> [Latihan Singkat]
Temukan semua baris di bawah yang memuat kata "overcast", lalu salin setiap baris itu. Huruf besar dan huruf kecil dibedakan.
═══ Data Tersimpan
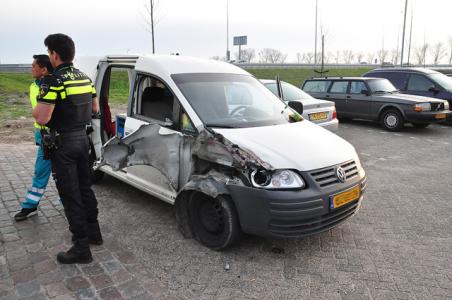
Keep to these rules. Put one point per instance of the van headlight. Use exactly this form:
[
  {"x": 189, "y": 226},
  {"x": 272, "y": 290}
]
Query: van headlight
[
  {"x": 280, "y": 179},
  {"x": 422, "y": 107}
]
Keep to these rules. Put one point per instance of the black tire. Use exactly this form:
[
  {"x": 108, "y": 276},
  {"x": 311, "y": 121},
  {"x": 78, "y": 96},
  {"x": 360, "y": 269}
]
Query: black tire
[
  {"x": 392, "y": 120},
  {"x": 343, "y": 120},
  {"x": 420, "y": 125},
  {"x": 214, "y": 220}
]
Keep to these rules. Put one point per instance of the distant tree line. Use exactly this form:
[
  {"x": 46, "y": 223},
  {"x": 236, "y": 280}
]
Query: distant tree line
[{"x": 425, "y": 53}]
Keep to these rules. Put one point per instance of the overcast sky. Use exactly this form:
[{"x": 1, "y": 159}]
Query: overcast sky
[{"x": 198, "y": 27}]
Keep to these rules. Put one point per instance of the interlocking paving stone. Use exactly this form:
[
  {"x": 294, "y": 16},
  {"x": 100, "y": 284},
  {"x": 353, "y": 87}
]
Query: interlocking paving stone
[
  {"x": 110, "y": 293},
  {"x": 101, "y": 281},
  {"x": 85, "y": 294},
  {"x": 77, "y": 283},
  {"x": 56, "y": 289},
  {"x": 28, "y": 289}
]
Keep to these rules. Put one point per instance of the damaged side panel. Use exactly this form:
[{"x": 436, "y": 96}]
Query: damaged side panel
[
  {"x": 150, "y": 145},
  {"x": 174, "y": 154}
]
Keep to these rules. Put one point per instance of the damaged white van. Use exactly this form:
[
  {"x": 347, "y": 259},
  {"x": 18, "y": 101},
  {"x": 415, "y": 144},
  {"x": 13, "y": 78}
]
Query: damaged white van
[{"x": 211, "y": 139}]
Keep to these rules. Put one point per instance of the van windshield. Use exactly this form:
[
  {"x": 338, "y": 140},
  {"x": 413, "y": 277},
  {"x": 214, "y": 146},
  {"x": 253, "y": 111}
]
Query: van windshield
[
  {"x": 443, "y": 80},
  {"x": 232, "y": 100},
  {"x": 381, "y": 86}
]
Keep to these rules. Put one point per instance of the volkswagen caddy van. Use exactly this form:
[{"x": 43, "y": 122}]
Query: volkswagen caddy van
[{"x": 232, "y": 158}]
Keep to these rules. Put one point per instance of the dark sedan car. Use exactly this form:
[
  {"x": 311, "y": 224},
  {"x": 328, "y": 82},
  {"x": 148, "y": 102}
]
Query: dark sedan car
[
  {"x": 417, "y": 81},
  {"x": 377, "y": 99}
]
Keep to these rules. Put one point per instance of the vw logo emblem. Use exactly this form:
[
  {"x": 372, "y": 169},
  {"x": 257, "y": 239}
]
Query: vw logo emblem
[{"x": 340, "y": 173}]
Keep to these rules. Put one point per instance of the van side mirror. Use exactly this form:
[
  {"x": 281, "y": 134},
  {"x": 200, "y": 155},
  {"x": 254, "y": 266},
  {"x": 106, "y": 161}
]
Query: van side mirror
[
  {"x": 434, "y": 90},
  {"x": 296, "y": 106}
]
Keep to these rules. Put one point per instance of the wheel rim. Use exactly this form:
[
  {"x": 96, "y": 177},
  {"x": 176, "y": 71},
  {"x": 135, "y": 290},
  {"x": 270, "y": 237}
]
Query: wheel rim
[
  {"x": 391, "y": 120},
  {"x": 211, "y": 216}
]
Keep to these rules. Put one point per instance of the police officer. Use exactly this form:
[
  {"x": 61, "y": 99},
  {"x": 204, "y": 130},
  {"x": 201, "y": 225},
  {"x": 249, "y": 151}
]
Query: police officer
[
  {"x": 66, "y": 101},
  {"x": 39, "y": 68}
]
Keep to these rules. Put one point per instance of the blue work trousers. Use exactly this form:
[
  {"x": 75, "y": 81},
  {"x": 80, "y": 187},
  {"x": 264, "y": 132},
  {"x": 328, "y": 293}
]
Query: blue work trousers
[{"x": 43, "y": 170}]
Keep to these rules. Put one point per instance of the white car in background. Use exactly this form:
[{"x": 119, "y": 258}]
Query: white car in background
[{"x": 320, "y": 112}]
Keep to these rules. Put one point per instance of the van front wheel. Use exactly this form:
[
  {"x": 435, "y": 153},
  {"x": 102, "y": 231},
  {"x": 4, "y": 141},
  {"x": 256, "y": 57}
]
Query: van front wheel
[{"x": 214, "y": 220}]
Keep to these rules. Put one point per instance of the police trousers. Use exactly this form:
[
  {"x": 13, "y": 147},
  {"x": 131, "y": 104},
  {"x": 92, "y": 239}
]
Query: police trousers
[{"x": 70, "y": 165}]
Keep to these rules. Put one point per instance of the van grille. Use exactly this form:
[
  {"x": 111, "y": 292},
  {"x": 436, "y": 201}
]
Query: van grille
[
  {"x": 327, "y": 177},
  {"x": 301, "y": 227}
]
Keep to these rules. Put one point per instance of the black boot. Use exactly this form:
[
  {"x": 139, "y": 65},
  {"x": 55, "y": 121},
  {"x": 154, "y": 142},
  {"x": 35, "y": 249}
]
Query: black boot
[
  {"x": 94, "y": 234},
  {"x": 78, "y": 254}
]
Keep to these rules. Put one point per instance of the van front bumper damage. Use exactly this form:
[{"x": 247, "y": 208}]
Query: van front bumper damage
[{"x": 272, "y": 213}]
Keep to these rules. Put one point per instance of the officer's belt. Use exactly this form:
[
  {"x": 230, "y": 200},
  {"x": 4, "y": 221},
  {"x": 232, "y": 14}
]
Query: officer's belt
[{"x": 68, "y": 134}]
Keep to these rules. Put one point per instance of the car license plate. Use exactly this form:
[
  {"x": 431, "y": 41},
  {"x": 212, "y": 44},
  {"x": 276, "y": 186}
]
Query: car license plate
[
  {"x": 346, "y": 197},
  {"x": 318, "y": 116}
]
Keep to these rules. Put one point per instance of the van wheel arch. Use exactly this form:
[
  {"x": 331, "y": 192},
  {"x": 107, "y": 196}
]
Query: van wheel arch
[
  {"x": 396, "y": 114},
  {"x": 212, "y": 221}
]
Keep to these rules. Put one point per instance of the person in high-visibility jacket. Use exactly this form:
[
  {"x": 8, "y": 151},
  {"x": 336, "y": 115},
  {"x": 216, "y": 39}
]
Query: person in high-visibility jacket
[{"x": 40, "y": 67}]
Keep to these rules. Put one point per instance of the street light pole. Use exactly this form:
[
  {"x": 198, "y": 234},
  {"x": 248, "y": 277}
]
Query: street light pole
[{"x": 403, "y": 34}]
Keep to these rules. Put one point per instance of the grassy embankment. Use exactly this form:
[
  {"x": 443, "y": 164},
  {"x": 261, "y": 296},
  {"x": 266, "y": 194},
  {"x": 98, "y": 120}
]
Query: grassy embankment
[
  {"x": 14, "y": 101},
  {"x": 14, "y": 87}
]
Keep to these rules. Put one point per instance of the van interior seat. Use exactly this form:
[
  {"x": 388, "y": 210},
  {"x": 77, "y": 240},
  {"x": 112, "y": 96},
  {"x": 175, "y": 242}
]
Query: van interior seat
[{"x": 156, "y": 103}]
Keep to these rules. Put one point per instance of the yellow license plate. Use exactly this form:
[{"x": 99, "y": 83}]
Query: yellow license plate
[
  {"x": 346, "y": 197},
  {"x": 318, "y": 116}
]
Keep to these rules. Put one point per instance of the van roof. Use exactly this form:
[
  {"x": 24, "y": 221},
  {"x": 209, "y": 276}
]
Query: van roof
[
  {"x": 340, "y": 78},
  {"x": 178, "y": 64},
  {"x": 412, "y": 70}
]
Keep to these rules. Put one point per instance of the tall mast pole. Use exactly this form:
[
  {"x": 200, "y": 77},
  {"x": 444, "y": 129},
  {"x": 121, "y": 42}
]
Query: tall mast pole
[
  {"x": 411, "y": 32},
  {"x": 228, "y": 53},
  {"x": 403, "y": 35},
  {"x": 315, "y": 39}
]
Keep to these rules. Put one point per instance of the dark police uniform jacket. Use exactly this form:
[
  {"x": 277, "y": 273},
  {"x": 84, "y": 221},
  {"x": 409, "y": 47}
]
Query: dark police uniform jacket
[{"x": 72, "y": 93}]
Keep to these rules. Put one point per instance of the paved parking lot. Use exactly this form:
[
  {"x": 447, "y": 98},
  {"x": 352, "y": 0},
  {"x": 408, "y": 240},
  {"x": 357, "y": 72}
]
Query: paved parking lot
[{"x": 398, "y": 246}]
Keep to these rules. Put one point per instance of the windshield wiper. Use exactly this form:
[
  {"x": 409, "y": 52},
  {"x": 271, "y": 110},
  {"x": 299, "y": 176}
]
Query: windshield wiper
[{"x": 219, "y": 125}]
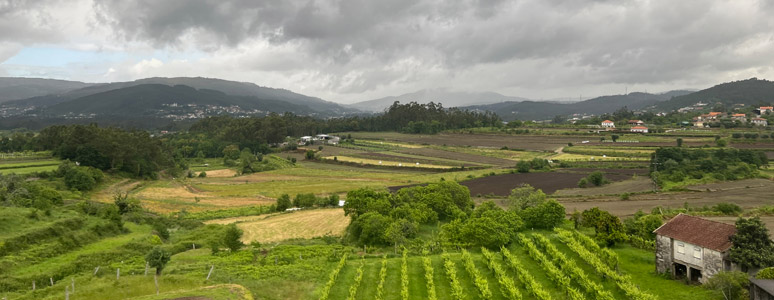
══════
> [Jawaban Tugas]
Keep to these rules. Put one point per instance of the overcast sky. Use exactly this form:
Query: overcast sky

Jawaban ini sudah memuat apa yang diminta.